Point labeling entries
----

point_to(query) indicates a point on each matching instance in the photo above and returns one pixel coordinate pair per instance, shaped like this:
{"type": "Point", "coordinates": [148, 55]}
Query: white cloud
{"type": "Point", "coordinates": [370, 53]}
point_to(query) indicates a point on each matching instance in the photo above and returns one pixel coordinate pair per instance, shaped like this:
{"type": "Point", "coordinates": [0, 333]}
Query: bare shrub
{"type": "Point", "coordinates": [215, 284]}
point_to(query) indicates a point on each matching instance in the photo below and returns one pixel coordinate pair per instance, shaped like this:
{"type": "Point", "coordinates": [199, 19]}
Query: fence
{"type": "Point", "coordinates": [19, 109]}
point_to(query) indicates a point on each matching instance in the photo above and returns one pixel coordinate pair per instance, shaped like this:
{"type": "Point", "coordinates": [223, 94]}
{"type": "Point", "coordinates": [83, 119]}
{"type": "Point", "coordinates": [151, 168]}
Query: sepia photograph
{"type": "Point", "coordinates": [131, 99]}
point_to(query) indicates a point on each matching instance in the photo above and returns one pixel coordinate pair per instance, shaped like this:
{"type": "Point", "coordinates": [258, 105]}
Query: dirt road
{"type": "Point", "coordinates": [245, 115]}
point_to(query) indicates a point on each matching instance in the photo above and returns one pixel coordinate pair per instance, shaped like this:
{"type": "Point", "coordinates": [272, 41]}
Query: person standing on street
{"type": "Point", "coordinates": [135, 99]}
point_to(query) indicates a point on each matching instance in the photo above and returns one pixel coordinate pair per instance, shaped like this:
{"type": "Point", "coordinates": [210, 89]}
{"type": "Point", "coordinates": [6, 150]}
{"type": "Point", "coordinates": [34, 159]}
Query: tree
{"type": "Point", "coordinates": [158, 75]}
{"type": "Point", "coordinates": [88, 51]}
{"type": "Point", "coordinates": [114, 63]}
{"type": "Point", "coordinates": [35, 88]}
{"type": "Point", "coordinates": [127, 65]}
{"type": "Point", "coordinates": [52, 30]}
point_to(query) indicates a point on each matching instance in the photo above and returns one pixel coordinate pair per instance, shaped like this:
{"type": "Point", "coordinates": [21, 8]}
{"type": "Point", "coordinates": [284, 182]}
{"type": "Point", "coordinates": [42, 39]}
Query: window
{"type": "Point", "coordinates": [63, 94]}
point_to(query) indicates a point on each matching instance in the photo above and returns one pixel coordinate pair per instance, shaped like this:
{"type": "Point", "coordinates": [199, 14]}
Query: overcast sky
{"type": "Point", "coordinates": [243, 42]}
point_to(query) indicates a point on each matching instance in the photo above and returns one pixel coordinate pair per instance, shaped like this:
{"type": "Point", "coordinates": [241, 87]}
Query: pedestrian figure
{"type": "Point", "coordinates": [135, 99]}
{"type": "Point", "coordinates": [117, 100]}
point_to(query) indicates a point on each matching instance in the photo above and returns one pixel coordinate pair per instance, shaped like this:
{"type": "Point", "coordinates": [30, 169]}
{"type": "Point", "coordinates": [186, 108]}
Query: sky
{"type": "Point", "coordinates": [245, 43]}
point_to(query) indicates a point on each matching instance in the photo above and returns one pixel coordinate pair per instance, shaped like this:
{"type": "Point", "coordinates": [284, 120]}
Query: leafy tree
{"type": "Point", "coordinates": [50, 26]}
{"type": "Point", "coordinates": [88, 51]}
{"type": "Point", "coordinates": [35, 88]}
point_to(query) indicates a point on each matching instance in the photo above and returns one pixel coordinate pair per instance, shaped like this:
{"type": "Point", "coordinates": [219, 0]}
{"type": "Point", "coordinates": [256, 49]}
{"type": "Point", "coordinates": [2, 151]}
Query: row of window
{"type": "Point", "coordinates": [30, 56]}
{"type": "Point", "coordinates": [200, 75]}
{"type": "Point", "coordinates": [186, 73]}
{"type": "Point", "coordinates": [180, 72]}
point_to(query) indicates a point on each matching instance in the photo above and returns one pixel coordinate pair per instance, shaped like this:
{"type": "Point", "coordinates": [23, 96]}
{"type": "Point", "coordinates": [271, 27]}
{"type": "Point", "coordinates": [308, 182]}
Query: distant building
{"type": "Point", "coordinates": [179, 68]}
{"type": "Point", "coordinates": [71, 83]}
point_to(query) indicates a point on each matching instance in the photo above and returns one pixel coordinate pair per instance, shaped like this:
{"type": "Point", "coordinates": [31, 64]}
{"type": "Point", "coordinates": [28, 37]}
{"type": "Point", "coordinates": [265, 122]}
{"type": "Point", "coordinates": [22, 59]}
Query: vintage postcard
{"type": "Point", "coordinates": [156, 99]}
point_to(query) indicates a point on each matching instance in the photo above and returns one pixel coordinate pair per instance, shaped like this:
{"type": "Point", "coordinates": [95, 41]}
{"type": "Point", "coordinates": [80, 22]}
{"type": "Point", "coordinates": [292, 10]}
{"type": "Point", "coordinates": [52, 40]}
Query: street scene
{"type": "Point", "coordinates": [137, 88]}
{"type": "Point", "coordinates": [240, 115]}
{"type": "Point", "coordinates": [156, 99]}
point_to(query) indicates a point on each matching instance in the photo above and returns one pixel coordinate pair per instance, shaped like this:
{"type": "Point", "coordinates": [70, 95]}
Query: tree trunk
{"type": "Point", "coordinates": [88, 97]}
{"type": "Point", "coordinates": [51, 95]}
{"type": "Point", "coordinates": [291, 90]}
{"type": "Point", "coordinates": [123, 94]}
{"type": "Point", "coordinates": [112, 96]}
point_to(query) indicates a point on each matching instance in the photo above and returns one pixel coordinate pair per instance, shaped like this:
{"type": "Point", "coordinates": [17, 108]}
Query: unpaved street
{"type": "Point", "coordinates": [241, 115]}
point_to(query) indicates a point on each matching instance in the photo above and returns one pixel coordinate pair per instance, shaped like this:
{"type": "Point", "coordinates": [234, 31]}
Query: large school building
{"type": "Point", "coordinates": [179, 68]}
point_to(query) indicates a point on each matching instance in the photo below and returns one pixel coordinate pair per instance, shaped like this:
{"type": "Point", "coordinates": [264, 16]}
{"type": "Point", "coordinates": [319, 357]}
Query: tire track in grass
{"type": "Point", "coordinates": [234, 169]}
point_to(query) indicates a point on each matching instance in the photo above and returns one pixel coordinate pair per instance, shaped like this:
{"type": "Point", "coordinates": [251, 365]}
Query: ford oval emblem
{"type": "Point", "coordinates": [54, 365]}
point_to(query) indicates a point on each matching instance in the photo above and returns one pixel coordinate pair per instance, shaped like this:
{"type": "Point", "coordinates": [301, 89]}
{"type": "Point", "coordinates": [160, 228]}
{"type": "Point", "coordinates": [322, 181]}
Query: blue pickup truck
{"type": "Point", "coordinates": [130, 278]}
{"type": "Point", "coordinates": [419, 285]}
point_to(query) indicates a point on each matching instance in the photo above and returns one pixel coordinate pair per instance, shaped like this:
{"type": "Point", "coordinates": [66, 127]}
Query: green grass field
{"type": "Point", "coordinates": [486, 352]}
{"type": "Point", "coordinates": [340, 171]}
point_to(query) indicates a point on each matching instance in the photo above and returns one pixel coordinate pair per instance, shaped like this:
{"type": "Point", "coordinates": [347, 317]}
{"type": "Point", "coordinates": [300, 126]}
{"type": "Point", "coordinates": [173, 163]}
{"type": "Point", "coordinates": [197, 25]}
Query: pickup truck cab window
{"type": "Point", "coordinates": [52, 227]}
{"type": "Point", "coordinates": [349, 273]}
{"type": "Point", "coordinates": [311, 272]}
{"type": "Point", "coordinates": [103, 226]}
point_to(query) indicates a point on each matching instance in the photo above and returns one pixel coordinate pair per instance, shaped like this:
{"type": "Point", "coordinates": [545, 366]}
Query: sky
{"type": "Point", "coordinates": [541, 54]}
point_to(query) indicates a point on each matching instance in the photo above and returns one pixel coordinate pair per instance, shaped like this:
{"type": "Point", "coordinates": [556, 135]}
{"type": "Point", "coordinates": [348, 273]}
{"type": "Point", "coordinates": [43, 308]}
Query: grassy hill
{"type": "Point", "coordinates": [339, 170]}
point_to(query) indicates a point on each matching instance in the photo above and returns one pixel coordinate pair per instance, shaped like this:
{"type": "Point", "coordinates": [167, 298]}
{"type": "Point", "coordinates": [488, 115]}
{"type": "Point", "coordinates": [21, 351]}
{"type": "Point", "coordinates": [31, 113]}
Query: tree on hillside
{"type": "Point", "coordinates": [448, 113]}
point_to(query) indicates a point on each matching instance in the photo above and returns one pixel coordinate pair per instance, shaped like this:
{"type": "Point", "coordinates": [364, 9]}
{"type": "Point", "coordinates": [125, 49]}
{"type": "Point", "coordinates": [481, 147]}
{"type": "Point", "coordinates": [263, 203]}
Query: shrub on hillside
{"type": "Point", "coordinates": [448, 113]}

----

Request: How many lines in the entries above contain the string "shrub"? Reply with the number only.

Written answer: 2